» **EXERCISE GOAL**:
Render the data as a numbered list, starting at its first line and stopping after the line containing "pixel 475 337". Omit blank lines and leave out the pictures.
--- RECORD EXCERPTS ---
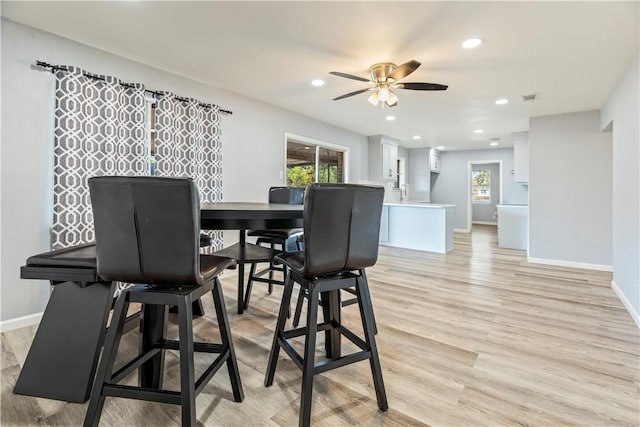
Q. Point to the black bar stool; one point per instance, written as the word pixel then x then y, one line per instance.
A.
pixel 147 231
pixel 341 229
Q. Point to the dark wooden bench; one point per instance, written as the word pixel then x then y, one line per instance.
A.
pixel 62 360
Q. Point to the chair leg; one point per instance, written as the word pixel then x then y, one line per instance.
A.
pixel 187 376
pixel 282 318
pixel 247 294
pixel 94 410
pixel 363 274
pixel 366 314
pixel 225 334
pixel 298 313
pixel 270 285
pixel 308 363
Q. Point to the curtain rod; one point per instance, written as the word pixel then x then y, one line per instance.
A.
pixel 42 64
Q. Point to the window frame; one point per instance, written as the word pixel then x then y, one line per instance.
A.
pixel 480 187
pixel 317 144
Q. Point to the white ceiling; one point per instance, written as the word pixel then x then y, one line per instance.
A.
pixel 569 53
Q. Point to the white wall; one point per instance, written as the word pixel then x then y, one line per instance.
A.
pixel 450 185
pixel 252 138
pixel 570 187
pixel 622 112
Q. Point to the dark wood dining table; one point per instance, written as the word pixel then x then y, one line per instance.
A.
pixel 246 216
pixel 64 353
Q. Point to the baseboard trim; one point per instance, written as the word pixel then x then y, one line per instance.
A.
pixel 572 264
pixel 623 298
pixel 20 322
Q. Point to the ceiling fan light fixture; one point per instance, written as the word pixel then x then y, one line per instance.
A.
pixel 383 94
pixel 373 99
pixel 392 100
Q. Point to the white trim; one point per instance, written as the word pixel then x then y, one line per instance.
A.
pixel 626 303
pixel 572 264
pixel 20 322
pixel 469 195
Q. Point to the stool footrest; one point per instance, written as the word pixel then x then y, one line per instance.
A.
pixel 211 371
pixel 131 392
pixel 133 364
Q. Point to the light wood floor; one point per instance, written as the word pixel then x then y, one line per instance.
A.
pixel 475 337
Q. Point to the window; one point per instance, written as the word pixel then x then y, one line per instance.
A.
pixel 308 163
pixel 481 186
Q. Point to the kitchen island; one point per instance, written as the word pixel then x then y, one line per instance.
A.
pixel 417 225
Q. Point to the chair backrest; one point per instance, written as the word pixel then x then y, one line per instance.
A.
pixel 147 229
pixel 286 195
pixel 341 227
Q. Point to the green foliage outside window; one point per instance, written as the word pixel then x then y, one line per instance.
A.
pixel 301 176
pixel 481 186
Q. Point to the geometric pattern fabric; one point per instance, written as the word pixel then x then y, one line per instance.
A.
pixel 188 145
pixel 99 130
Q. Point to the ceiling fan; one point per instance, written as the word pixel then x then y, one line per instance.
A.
pixel 384 77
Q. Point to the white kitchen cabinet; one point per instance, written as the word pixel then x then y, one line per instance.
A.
pixel 434 160
pixel 521 160
pixel 383 158
pixel 513 226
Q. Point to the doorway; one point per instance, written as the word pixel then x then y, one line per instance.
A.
pixel 484 190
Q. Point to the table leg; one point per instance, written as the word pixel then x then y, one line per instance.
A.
pixel 243 239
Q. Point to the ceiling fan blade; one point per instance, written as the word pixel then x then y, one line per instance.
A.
pixel 403 70
pixel 346 95
pixel 422 86
pixel 349 76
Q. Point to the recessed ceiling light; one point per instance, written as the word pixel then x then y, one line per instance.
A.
pixel 472 42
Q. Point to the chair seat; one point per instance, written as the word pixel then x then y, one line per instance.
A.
pixel 248 253
pixel 283 233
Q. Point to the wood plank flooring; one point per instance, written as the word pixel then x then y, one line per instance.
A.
pixel 476 337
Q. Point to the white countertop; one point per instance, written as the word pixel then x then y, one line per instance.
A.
pixel 419 204
pixel 513 206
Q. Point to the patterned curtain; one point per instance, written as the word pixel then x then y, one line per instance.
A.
pixel 188 145
pixel 99 130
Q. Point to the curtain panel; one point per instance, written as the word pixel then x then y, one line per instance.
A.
pixel 188 145
pixel 99 130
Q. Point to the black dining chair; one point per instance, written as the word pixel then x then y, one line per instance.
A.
pixel 147 232
pixel 341 233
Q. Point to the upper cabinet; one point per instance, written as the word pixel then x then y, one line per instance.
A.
pixel 434 160
pixel 383 158
pixel 521 157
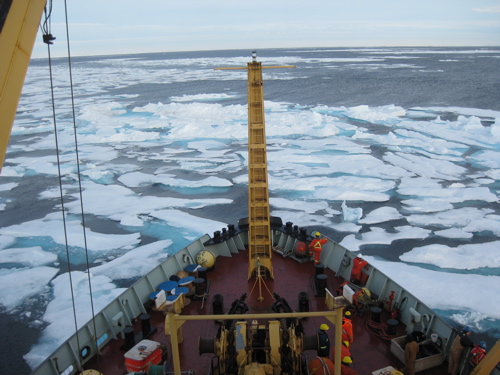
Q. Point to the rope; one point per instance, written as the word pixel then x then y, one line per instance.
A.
pixel 62 197
pixel 79 178
pixel 48 39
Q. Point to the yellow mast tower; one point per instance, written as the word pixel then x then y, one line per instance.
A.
pixel 259 218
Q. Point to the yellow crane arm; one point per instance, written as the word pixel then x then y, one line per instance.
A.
pixel 19 20
pixel 489 362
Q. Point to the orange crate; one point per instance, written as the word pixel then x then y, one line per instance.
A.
pixel 142 354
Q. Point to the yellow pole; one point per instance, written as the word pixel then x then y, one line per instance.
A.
pixel 17 37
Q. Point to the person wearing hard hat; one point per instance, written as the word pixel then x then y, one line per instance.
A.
pixel 461 342
pixel 324 341
pixel 347 332
pixel 316 246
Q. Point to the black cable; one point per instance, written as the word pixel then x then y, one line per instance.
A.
pixel 80 181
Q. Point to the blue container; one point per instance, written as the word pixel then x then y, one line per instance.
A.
pixel 153 295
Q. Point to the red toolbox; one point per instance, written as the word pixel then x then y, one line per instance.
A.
pixel 142 354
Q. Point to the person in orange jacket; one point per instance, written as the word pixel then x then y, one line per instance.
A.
pixel 345 352
pixel 316 246
pixel 347 334
pixel 477 354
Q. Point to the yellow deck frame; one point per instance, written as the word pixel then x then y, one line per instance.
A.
pixel 174 322
pixel 17 39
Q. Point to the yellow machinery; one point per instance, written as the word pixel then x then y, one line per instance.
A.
pixel 258 344
pixel 19 21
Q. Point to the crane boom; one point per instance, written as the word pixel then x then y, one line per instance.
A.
pixel 18 29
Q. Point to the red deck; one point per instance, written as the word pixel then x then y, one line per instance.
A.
pixel 229 278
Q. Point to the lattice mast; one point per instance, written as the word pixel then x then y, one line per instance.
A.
pixel 259 218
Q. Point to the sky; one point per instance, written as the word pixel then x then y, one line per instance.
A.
pixel 126 26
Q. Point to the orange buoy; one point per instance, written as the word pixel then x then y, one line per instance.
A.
pixel 301 249
pixel 321 366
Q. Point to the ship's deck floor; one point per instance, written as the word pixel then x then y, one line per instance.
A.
pixel 229 278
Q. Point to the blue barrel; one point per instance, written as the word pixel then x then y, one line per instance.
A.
pixel 186 280
pixel 172 298
pixel 153 295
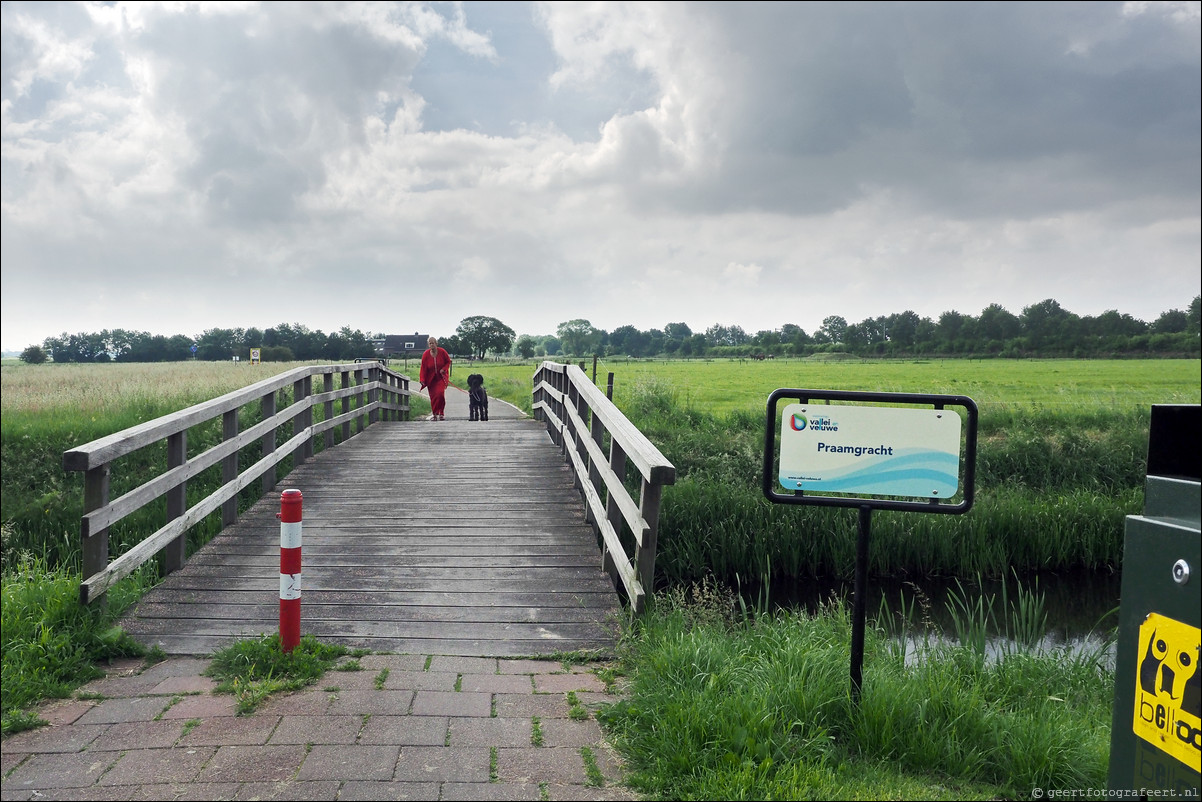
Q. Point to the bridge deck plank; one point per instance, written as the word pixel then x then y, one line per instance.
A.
pixel 451 538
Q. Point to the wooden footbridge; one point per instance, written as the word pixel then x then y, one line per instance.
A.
pixel 512 536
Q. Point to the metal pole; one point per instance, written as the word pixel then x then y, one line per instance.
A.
pixel 290 569
pixel 860 604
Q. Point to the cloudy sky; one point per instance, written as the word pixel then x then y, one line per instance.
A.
pixel 397 167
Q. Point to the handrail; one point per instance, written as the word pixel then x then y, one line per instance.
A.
pixel 375 390
pixel 578 416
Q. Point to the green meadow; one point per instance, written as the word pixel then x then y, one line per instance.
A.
pixel 726 699
pixel 720 386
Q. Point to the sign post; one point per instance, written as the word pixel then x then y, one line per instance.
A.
pixel 874 451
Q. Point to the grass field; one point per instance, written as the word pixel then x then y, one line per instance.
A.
pixel 721 705
pixel 719 386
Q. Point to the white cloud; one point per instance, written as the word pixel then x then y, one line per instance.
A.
pixel 748 160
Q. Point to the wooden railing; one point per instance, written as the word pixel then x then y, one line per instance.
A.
pixel 579 420
pixel 367 391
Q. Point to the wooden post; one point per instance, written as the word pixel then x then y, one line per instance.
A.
pixel 346 405
pixel 176 552
pixel 327 385
pixel 95 544
pixel 644 554
pixel 267 404
pixel 612 511
pixel 359 401
pixel 373 394
pixel 230 467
---
» **TASK RESULT**:
1. Q. Point to the black bar stool; one point per instance, written as the word pixel then x then y, one line per instance.
2. A.
3. pixel 147 231
4. pixel 341 229
5. Q. Point to the dark wooden bench; one point per instance, written as the word pixel then x then y, one line per instance.
6. A.
7. pixel 62 360
8. Q. Point to the chair leg; one point per instance, written as the word pixel then x then y, one line per instance.
9. A.
10. pixel 187 376
11. pixel 282 318
12. pixel 247 294
13. pixel 94 410
14. pixel 363 274
15. pixel 366 314
16. pixel 225 334
17. pixel 298 313
18. pixel 270 285
19. pixel 308 363
20. Q. Point to the curtain rod; one point per instance, written as the word pixel then x then y, one line per instance.
21. A.
22. pixel 42 64
23. Q. Point to the window frame; one point per instance, written as the word pixel then x then y, one line per instance.
24. A.
25. pixel 480 187
26. pixel 317 144
27. Q. Point to the white ceiling; one point per instance, written as the word pixel then x then y, one line per instance.
28. A.
29. pixel 569 53
30. Q. Point to the white wall; one point per instance, written as the word pixel then x then y, one line per instance.
31. A.
32. pixel 450 185
33. pixel 252 138
34. pixel 570 187
35. pixel 622 112
36. Q. Point to the dark wood dining table; one point per instance, written as the word pixel then x then y, one line per instance.
37. A.
38. pixel 246 216
39. pixel 64 353
40. Q. Point to the baseboard trim; one point per instance, written as the word pixel then x then y, one line per instance.
41. A.
42. pixel 572 264
43. pixel 623 298
44. pixel 20 322
45. Q. Point to the ceiling fan light fixture; one point per instance, written as the word pixel then x then y, one line per instance.
46. A.
47. pixel 383 94
48. pixel 373 99
49. pixel 392 100
50. Q. Point to the white trim; one point per instance, written as the word pixel then x then y, one line per instance.
51. A.
52. pixel 626 303
53. pixel 572 264
54. pixel 20 322
55. pixel 469 195
56. Q. Point to the stool footrest; one point per instance, written as the word pixel then x then y, one line per instance.
57. A.
58. pixel 211 371
59. pixel 131 392
60. pixel 133 364
61. Q. Point to the light wood floor; one point per instance, written as the word pixel then x then y, one line per instance.
62. A.
63. pixel 475 337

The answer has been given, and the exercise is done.